● Recorded data
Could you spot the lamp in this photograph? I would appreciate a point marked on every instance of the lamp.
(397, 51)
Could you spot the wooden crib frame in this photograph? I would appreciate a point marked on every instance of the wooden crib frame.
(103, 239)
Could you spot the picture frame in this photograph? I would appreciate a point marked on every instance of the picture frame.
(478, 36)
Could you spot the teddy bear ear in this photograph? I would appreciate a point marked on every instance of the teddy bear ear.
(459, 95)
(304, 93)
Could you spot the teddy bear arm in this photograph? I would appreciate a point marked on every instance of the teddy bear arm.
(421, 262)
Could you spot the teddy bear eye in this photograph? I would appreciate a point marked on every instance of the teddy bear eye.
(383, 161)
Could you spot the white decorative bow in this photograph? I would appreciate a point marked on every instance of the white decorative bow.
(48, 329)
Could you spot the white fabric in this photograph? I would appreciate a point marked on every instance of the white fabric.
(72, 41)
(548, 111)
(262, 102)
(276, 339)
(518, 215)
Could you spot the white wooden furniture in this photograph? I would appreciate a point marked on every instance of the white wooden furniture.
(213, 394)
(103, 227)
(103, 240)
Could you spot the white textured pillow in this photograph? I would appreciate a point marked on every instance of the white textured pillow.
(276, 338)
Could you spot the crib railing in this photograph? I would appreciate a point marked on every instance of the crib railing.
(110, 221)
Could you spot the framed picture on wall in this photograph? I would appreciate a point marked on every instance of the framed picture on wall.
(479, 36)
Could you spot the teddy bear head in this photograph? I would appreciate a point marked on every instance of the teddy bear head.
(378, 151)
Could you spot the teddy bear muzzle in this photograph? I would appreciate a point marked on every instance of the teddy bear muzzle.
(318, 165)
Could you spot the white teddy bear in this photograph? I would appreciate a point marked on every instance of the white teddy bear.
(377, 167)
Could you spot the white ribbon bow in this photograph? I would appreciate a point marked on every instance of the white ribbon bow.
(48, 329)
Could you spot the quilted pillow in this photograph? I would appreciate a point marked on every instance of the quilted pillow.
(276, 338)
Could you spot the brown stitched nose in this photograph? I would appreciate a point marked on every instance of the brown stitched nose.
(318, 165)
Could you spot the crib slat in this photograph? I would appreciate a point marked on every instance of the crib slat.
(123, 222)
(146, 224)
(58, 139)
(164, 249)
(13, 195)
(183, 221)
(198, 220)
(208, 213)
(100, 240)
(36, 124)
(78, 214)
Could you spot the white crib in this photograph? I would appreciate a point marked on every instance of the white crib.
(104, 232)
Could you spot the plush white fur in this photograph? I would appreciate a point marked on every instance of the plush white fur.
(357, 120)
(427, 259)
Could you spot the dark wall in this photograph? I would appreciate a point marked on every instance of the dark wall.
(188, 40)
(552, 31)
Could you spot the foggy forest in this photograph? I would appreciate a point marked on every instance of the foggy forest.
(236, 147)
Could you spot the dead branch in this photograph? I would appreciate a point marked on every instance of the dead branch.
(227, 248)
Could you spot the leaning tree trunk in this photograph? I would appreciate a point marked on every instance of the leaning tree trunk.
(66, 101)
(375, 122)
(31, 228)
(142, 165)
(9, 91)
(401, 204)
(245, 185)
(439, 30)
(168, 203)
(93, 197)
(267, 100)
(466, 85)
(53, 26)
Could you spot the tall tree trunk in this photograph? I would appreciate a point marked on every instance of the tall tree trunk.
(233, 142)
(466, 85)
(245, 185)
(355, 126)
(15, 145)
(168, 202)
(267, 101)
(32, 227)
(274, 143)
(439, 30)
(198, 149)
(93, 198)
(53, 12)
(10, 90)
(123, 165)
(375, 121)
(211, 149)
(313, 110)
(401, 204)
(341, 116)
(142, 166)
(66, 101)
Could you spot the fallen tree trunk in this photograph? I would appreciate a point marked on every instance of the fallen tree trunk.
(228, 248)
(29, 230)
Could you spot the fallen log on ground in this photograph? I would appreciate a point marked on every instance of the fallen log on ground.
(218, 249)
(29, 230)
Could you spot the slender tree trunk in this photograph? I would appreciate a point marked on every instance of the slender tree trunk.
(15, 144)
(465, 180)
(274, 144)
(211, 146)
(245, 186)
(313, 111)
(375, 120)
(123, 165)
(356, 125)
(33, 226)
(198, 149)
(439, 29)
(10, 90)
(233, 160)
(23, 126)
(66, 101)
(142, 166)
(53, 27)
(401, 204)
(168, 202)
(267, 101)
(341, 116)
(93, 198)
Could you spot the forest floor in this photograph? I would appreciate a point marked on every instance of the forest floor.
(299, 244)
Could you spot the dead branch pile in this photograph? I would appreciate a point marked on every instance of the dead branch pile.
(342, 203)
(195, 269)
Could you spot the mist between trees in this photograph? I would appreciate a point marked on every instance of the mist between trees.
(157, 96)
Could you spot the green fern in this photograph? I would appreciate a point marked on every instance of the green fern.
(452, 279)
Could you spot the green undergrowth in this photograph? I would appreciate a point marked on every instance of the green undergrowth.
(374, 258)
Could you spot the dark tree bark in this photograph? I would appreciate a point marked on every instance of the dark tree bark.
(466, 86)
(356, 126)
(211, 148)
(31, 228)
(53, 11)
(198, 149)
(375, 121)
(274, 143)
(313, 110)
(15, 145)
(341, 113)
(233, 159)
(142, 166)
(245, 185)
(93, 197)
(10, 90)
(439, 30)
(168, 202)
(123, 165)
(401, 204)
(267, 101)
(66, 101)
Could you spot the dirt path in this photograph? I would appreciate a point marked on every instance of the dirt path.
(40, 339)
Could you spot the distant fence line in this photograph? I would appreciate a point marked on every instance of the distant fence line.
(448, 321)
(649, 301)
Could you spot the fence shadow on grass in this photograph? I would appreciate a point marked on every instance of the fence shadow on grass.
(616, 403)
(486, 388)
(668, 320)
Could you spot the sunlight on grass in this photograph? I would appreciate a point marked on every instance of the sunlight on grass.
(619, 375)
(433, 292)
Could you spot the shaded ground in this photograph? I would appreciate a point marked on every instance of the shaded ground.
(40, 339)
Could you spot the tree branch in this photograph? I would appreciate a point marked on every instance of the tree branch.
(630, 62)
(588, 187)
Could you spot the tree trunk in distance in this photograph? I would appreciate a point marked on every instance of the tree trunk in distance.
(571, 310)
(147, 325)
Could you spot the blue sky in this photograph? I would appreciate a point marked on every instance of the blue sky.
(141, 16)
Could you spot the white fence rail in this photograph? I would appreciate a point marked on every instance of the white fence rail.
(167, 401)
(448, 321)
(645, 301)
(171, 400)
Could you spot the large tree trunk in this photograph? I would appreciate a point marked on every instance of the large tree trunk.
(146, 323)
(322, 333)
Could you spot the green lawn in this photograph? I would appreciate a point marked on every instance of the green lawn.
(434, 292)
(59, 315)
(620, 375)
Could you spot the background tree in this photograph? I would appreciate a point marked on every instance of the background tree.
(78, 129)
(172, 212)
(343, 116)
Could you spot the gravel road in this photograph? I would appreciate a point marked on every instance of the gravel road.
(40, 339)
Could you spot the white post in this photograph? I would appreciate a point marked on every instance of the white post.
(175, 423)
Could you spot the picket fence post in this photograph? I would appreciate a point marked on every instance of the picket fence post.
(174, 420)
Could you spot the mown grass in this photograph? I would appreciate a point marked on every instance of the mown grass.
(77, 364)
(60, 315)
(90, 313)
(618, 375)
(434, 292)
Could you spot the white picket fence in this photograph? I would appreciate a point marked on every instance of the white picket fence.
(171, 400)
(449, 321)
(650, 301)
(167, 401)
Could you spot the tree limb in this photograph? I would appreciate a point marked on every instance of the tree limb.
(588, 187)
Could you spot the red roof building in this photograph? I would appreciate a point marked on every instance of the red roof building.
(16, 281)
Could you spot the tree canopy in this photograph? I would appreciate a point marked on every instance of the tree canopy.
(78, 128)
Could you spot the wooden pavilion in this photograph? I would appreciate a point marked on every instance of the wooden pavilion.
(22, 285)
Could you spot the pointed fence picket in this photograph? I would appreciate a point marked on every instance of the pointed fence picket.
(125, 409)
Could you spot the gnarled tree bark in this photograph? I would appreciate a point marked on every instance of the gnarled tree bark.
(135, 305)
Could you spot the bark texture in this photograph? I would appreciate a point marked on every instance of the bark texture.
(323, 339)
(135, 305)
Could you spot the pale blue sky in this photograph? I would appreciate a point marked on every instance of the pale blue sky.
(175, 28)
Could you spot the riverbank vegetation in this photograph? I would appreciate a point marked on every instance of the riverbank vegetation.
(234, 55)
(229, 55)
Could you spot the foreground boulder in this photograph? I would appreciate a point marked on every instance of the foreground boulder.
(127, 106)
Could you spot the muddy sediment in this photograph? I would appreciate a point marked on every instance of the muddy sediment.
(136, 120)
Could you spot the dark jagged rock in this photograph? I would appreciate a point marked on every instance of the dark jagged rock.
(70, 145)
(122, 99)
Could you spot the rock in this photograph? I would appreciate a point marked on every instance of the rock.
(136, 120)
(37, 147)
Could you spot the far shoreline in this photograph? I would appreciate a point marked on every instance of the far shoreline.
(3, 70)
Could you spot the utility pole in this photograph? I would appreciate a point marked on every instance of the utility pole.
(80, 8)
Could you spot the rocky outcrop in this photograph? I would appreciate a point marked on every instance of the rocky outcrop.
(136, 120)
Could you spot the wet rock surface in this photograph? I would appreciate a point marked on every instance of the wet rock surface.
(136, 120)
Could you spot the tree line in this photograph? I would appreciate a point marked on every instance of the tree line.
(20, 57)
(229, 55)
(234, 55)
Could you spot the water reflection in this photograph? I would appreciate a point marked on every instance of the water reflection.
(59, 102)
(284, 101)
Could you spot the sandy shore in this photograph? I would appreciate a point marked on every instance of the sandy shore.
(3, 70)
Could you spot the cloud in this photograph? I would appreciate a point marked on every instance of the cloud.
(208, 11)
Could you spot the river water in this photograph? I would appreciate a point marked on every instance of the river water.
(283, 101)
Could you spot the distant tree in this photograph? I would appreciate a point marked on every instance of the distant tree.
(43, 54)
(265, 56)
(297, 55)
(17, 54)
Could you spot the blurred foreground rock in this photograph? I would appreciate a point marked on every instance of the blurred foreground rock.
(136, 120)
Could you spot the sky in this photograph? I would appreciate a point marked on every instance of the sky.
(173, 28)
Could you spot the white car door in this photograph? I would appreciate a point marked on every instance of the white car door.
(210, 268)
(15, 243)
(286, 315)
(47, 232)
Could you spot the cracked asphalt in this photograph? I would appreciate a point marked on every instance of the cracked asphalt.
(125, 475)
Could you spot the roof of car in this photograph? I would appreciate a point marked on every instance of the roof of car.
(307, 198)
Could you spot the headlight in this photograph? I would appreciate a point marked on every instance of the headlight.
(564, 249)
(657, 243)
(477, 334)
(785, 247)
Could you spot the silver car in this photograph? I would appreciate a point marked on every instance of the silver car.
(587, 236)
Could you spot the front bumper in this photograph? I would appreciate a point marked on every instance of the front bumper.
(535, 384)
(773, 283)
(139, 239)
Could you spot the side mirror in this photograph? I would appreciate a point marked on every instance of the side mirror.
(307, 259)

● Aim of the exercise
Copy everything from the line containing "Could you spot the cracked" down to the end of the records, swapping "headlight" for "headlamp" and leaving everything else unchanged.

● Reply
Could you spot the cracked asphalt in this photograph? I would appreciate a point marked on every instance of the cracked asphalt.
(125, 475)
Could you spot the roof of car in this photograph? I would appreciate a point marked on every instance of the roof of car.
(307, 198)
Could you spot the headlamp in this photograph? I would appreciate a point marked on every instance of the headlamp.
(564, 249)
(657, 243)
(477, 334)
(785, 247)
Could you spot the silver car in this photograph? I would appreciate a point marked on every instance of the silver car.
(587, 236)
Could you spot the front bumper in this photograph? I would appreciate a point marked on every instance of the front bumper.
(535, 384)
(773, 283)
(139, 239)
Could you spot the side mirror in this photograph? I would appreciate a point marked on every instance of the side mirror.
(307, 259)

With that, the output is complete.